* Activity
In full and without alteration, reproduce every record.

* Records contained in a dataset
______
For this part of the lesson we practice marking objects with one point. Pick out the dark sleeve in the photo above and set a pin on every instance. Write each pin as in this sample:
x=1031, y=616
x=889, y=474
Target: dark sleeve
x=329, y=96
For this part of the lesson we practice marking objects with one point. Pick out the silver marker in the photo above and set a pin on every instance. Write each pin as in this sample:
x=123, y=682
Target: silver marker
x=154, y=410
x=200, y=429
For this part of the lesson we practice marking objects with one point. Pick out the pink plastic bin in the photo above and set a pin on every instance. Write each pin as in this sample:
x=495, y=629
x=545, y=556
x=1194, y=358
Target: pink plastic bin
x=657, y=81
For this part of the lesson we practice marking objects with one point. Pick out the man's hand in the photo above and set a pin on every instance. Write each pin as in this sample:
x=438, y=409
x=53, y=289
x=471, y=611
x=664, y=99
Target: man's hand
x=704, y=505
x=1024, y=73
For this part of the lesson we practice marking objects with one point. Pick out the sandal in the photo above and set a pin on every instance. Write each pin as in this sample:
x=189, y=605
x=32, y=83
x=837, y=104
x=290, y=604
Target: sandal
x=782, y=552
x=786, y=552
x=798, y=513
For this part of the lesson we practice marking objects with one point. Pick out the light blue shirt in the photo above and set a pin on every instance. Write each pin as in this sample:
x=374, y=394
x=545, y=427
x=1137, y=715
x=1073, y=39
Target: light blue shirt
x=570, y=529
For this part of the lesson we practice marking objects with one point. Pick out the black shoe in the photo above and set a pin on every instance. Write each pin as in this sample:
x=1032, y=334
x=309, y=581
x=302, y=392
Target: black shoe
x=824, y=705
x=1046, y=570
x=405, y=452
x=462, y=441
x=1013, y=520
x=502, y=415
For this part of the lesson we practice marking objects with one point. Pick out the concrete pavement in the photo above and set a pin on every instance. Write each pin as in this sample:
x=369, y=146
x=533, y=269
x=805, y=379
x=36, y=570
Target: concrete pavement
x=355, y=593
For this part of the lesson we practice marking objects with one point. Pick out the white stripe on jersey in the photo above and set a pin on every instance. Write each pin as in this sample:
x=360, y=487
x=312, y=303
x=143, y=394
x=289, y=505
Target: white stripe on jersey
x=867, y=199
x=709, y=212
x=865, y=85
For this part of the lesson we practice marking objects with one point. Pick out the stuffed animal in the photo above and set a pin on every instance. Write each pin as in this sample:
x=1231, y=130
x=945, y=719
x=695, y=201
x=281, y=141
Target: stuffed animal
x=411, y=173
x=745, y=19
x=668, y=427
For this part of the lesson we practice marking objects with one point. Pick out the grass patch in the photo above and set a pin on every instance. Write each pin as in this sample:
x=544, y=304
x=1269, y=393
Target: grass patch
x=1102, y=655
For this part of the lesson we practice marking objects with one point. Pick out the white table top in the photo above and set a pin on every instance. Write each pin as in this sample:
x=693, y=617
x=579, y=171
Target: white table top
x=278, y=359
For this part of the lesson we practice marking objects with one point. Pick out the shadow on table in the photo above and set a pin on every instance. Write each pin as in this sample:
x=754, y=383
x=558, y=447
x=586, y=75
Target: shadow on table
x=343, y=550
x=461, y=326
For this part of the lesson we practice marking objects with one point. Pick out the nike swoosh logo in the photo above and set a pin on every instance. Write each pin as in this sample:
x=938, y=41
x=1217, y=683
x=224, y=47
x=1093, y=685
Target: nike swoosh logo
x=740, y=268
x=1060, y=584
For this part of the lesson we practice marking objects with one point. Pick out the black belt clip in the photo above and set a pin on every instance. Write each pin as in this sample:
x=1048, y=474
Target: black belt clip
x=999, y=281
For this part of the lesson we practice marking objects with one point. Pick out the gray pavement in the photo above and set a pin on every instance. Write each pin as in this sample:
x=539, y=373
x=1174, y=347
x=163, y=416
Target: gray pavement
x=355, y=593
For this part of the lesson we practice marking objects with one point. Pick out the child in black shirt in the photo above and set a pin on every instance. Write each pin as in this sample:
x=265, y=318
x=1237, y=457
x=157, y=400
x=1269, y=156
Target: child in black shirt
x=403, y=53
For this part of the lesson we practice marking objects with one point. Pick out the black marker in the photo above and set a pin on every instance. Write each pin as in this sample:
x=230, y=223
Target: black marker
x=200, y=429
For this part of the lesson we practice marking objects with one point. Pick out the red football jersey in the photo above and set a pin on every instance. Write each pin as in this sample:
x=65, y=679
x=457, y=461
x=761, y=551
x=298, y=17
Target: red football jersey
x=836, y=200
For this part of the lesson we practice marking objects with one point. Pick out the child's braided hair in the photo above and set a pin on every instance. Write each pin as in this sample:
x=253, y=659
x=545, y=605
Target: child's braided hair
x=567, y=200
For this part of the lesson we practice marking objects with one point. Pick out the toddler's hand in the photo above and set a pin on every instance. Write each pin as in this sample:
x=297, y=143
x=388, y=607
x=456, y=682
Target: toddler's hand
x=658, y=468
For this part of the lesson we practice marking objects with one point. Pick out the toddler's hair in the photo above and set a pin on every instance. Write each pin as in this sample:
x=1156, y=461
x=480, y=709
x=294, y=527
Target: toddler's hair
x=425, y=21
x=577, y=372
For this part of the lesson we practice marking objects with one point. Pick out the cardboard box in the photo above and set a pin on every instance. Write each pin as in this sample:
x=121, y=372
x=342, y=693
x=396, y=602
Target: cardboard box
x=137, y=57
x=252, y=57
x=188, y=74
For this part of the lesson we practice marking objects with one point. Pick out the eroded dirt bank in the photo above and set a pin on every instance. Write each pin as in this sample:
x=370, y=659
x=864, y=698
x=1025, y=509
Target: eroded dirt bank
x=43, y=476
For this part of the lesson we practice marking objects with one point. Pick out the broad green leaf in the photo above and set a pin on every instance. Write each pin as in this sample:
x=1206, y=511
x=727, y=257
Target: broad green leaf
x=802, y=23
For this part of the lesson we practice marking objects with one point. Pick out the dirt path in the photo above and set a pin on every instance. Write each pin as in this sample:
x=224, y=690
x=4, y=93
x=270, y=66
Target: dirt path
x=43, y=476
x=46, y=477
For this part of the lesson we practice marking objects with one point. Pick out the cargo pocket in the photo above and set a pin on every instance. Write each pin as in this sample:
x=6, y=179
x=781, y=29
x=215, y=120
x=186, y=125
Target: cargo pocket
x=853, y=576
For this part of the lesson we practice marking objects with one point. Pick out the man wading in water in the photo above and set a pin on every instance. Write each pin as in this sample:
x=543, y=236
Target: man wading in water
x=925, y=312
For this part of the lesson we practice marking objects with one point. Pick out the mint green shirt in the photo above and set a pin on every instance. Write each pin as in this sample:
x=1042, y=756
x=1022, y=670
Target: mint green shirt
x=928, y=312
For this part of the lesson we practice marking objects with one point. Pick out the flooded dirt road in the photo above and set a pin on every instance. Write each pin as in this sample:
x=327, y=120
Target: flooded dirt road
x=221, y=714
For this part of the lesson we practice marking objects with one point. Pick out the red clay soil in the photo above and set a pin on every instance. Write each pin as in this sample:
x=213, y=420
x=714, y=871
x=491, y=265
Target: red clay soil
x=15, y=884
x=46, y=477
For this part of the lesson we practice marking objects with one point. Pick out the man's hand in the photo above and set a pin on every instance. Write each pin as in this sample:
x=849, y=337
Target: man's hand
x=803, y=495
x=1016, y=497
______
* Solution for this problem
For this part of the lesson we practice marking objects with one point. Pick out the dark sleeve in the photo above and set a pin on every instance. Write each pin as in this sample:
x=1031, y=616
x=889, y=474
Target: dark sleeve
x=329, y=96
For this part of the lesson we practice marking objects with one point. Pick out the silver marker in the photo above and set a pin on every instance. Write each pin as in this sample:
x=123, y=682
Target: silver marker
x=154, y=410
x=200, y=429
For this part of the lesson we practice marking objects with one point. Pick out the pink plastic bin in the photo above and set a pin on every instance. Write each pin as in this sample:
x=495, y=629
x=545, y=556
x=1194, y=358
Target: pink plastic bin
x=657, y=81
For this part of the lesson we practice marking objects with one point. Pick out the man's hand in the photo above and set a pin on every instance. Write each pin as in this sample:
x=438, y=409
x=53, y=289
x=471, y=611
x=664, y=99
Target: man's hand
x=704, y=505
x=1024, y=73
For this part of the lesson we practice marking objects with one point. Pick out the sandal in the photo above and set a pin on every instance. Write each pin as in this sample:
x=189, y=605
x=32, y=83
x=837, y=104
x=290, y=604
Target: sandal
x=782, y=552
x=786, y=552
x=798, y=513
For this part of the lesson we practice marking objects with one point. Pick out the light blue shirt in the photo above and set a pin on every instance. Write each pin as in this sample:
x=374, y=394
x=545, y=427
x=1137, y=715
x=1073, y=39
Target: light blue shirt
x=570, y=529
For this part of the lesson we practice marking objects with one point. Pick out the black shoe in the photo above and set a pin on every instance. Write each pin as in this sample:
x=1032, y=334
x=309, y=581
x=302, y=392
Target: black shoe
x=824, y=705
x=1046, y=570
x=405, y=452
x=462, y=441
x=1013, y=520
x=502, y=415
For this part of the lesson we practice marking objects with one point. Pick out the concrete pavement in the photo above and set a pin on every instance. Write each pin as in this sample:
x=369, y=146
x=533, y=269
x=805, y=379
x=36, y=570
Target: concrete pavement
x=355, y=593
For this part of the lesson we practice marking objects with one point. Pick out the white stripe on jersey in the photo above and set a pin on every instance. Write each pin as in this sample:
x=360, y=487
x=312, y=303
x=143, y=394
x=289, y=505
Target: white stripe on jersey
x=867, y=199
x=709, y=212
x=865, y=85
For this part of the lesson we practice marking objects with one point. Pick out the stuffed animal in the photo above and set a pin on every instance. Write each pin as in this sample:
x=1231, y=130
x=945, y=719
x=695, y=201
x=281, y=141
Target: stuffed animal
x=411, y=173
x=745, y=19
x=668, y=427
For this part of the lesson we practice marking objects with one point. Pick out the grass patch in the photo above and set a pin on every instance. Write each pin as in this sample:
x=544, y=304
x=1269, y=393
Target: grass patch
x=1102, y=655
For this part of the lesson we practice marking objects with one point. Pick out the white table top in the photo above and set a pin on every instance. Write each pin as in this sample:
x=693, y=617
x=579, y=171
Target: white table top
x=278, y=359
For this part of the lesson we practice marking objects with one point. Pick out the shadow on table in the photo above and set a pin on every instance. Write each pin as in this sample:
x=754, y=383
x=558, y=447
x=586, y=75
Target: shadow on table
x=343, y=550
x=461, y=326
For this part of the lesson we practice marking objects with one point. Pick out the nike swoosh logo in the photo above and set a pin on every instance. Write each pin as in this sample:
x=938, y=41
x=1217, y=683
x=224, y=47
x=1093, y=685
Target: nike swoosh logo
x=740, y=268
x=1060, y=584
For this part of the lesson we practice marking objects with one point. Pick out the black belt clip in the photo above and set a pin on every instance. Write each pin as in this sample:
x=1048, y=474
Target: black belt clip
x=999, y=281
For this part of the lesson we practice marking objects with one point. Pick out the gray pavement in the photo above and set a pin on every instance. Write each pin as in this sample:
x=539, y=373
x=1174, y=347
x=163, y=416
Target: gray pavement
x=355, y=593
For this part of the lesson we practice marking objects with one point. Pick out the child in black shirt in the photo above and set a pin on every instance. Write each pin as in this sample:
x=265, y=318
x=1237, y=457
x=157, y=400
x=1269, y=156
Target: child in black shirt
x=403, y=53
For this part of the lesson we practice marking objects with one point. Pick out the black marker in the photo above and set a pin on every instance. Write each pin as in this sample:
x=230, y=223
Target: black marker
x=200, y=429
For this part of the lesson we practice marking objects with one point. Pick out the red football jersey in the photo above and set a pin on every instance. Write each pin as in this sample:
x=65, y=679
x=457, y=461
x=761, y=551
x=298, y=17
Target: red football jersey
x=836, y=200
For this part of the lesson we practice marking objects with one point. Pick out the child's braided hair in the photo above and set a pin on every instance. Write each pin as in this sample:
x=253, y=659
x=545, y=605
Target: child's braided hair
x=567, y=200
For this part of the lesson we practice marking objects with one point. Pick out the toddler's hand in the photo above and set a pin on every instance. Write each pin as in this sample:
x=297, y=143
x=388, y=607
x=456, y=682
Target: toddler's hand
x=658, y=468
For this part of the lesson we practice marking objects with one point. Pick out the toddler's hair in the photo above and set a pin on every instance. Write each pin as in this sample:
x=1156, y=461
x=480, y=709
x=294, y=527
Target: toddler's hair
x=425, y=21
x=577, y=372
For this part of the lesson we practice marking objects with one point. Pick out the cardboard box in the photo above and set a pin on every instance. Write each pin as in this sample:
x=121, y=372
x=342, y=693
x=396, y=602
Target: cardboard box
x=137, y=57
x=252, y=57
x=188, y=74
For this part of the lesson we practice marking objects with one point. Pick out the eroded dirt bank in the photo above and set a pin on every instance. Write each pin as in this sample:
x=370, y=659
x=864, y=698
x=1025, y=509
Target: eroded dirt bank
x=43, y=476
For this part of the lesson we practice marking objects with one point. Pick out the broad green leaf in the photo above and set a pin on every instance. Write each pin as in this sample:
x=1206, y=511
x=727, y=257
Target: broad green leaf
x=802, y=23
For this part of the lesson we practice marking objects with one point. Pick out the dirt path in the photo above and set a pin on every instance. Write each pin as in this sample:
x=224, y=690
x=4, y=93
x=270, y=66
Target: dirt path
x=43, y=476
x=46, y=477
For this part of the lesson we practice marking objects with one point. Pick out the cargo pocket in the photo above and set a pin on every instance. Write each pin as in this sample:
x=6, y=179
x=781, y=29
x=215, y=120
x=186, y=125
Target: cargo pocket
x=853, y=576
For this part of the lesson we practice marking objects with one point. Pick out the man wading in water in the photo above and set a pin on every instance. Write each pin as in this sample:
x=543, y=236
Target: man wading in water
x=925, y=312
For this part of the lesson we practice marking objects with one point. Pick out the mint green shirt in the photo above and set a pin on every instance. Write each pin as in this sample:
x=1042, y=756
x=1022, y=670
Target: mint green shirt
x=928, y=312
For this part of the lesson we practice marking objects with one point. Pick out the flooded dirt road in the photo above and set a pin on every instance. Write each pin as in this sample:
x=327, y=120
Target: flooded dirt road
x=221, y=714
For this part of the lesson we practice marking objects with one point. Pick out the red clay soil in the photo above and set a pin on every instance. Write each pin as in this sample:
x=213, y=420
x=714, y=871
x=491, y=265
Target: red clay soil
x=15, y=884
x=46, y=477
For this part of the lesson we practice marking objects with one point. Pick out the man's hand in the photo above and set a pin on every instance. Write each pin as in this sample:
x=849, y=337
Target: man's hand
x=803, y=495
x=1016, y=497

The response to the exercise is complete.